Metin bölümü ->
==============================

Makalelerim

ÖLÜM YOLCULUĞUNDA BİLDİRİ DAĞITMAK

Birinci mektubumu açlık grevine başladıktan dört gün sonra yazmıştım. İkinci mektubumu açlık grevinden sonra yazıyorum. Sana Urfa’dan yazdıktan dört gün sonra gardiyanlar sabahın köründe koğuşumuza girdiler. “Hazırlanın, Ceyhan’a sevkiniz yapılmış,” dediler.

Açlık grevinin altıncı gününde yolculuk yapmanın zorluklarını biliyorduk. Ama Adalet Bakanı ferman buyurmuştu. Biz de “Ferman onunsa yollar bizimdir,” dedik ve yollara düşmek için eşyalarımızı sardık.

Kararımız kesindi. Aç karınla düşecektik yollara, gittiğimiz yerde eylemi sürdürecektik.

Gardiyanlar eşyamızı taşıdılar. Biz de kol kola girerek uzun sakallarımız, yerden sürüklenen ayaklarımızla dışarı çıktık. Kapıda “Ring” denilen her tarafı kapalı bir araba bizi bekliyordu. Araba kapısından içeri soktular. Eşyalarımızın büyük bir kısmı arabanın içine yığılmıştı. Kapılar kapatıldığında üst üste istiflenmiştik.

Urfa’dan yola çıkınca ceplerimizi karıştırdık. Zincirli bileklerimizle, kalem tutan ellerimizle el ilanları yazdık; arabanın havalandırma deliklerinden dışarı uçurduk. Anlayacağınız idam yolculuğunda bile bildiri dağıtmayı ihmal etmedik.

==============================

Uygulanacak talimatlar -> Lütfen yukarıdaki Ceyhan'a sevk yolculuğunu anlatan metni, tek bir harfini bile değiştirmeden baştan sona çıkar.

Kayıt alıntıları ->
==============================

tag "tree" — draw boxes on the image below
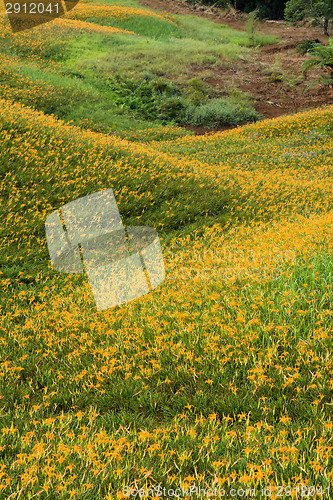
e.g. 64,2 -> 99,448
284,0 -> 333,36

==============================

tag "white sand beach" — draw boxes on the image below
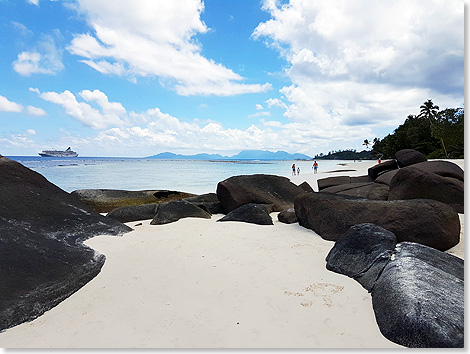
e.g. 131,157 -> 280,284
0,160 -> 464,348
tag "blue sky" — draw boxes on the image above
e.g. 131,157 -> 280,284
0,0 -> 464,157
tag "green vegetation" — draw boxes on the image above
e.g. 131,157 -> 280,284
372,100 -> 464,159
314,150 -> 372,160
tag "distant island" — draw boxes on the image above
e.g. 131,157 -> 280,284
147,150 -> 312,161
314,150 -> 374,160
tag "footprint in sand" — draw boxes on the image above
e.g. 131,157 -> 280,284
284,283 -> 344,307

==============================

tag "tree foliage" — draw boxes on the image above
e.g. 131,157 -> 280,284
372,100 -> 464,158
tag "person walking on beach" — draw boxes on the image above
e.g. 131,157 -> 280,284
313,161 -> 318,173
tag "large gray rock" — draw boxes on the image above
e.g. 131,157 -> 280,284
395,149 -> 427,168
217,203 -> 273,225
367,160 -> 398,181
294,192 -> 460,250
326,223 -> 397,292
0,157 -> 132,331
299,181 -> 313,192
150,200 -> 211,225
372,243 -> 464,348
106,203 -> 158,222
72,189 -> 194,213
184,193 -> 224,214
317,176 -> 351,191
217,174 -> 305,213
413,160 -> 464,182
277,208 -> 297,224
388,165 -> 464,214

==============================

Beklenen yanıt ->
Makalelerim

ÖLÜM YOLCULUĞUNDA BİLDİRİ DAĞITMAK

Birinci mektubumu açlık grevine başladıktan dört gün sonra yazmıştım. İkinci mektubumu açlık grevinden sonra yazıyorum. Sana Urfa’dan yazdıktan dört gün sonra gardiyanlar sabahın köründe koğuşumuza girdiler. “Hazırlanın, Ceyhan’a sevkiniz yapılmış,” dediler.

Açlık grevinin altıncı gününde yolculuk yapmanın zorluklarını biliyorduk. Ama Adalet Bakanı ferman buyurmuştu. Biz de “Ferman onunsa yollar bizimdir,” dedik ve yollara düşmek için eşyalarımızı sardık.

Kararımız kesindi. Aç karınla düşecektik yollara, gittiğimiz yerde eylemi sürdürecektik.

Gardiyanlar eşyamızı taşıdılar. Biz de kol kola girerek uzun sakallarımız, yerden sürüklenen ayaklarımızla dışarı çıktık. Kapıda “Ring” denilen her tarafı kapalı bir araba bizi bekliyordu. Araba kapısından içeri soktular. Eşyalarımızın büyük bir kısmı arabanın içine yığılmıştı. Kapılar kapatıldığında üst üste istiflenmiştik.

Urfa’dan yola çıkınca ceplerimizi karıştırdık. Zincirli bileklerimizle, kalem tutan ellerimizle el ilanları yazdık; arabanın havalandırma deliklerinden dışarı uçurduk. Anlayacağınız idam yolculuğunda bile bildiri dağıtmayı ihmal etmedik.